Request
Please rewrite everything from the line containing "[output] one dot per instance, form <point>32,150</point>." down to the line containing "<point>260,74</point>", both included, scaling the point coordinates in each answer by 1.25 and rounding to whole numbers with halves going up. Copy the lines that ask for points unchanged, including their sample coordinates, and return only this stretch.

Records for processing
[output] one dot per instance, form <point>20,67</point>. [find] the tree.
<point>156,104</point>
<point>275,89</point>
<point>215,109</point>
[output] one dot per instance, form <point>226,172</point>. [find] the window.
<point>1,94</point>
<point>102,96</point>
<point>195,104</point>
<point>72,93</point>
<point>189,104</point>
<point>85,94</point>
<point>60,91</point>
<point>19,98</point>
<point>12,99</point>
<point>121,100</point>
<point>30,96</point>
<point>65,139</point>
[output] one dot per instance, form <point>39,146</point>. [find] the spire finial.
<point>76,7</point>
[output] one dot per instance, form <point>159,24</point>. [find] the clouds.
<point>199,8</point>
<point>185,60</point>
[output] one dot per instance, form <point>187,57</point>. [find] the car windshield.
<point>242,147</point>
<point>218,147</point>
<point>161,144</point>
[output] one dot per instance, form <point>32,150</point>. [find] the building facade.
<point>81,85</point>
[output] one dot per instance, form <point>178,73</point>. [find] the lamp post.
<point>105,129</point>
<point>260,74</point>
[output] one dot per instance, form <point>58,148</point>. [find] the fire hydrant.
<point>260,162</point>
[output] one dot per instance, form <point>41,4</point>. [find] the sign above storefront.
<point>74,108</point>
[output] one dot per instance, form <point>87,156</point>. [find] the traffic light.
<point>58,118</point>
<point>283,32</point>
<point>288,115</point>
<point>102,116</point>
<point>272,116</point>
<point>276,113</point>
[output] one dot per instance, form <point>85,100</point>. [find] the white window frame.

Complete answer
[output] one dot per instance, form <point>32,150</point>. [find] the building facade.
<point>101,106</point>
[output] one dot per instance, form <point>178,73</point>. [find] the lamp post.
<point>131,161</point>
<point>325,93</point>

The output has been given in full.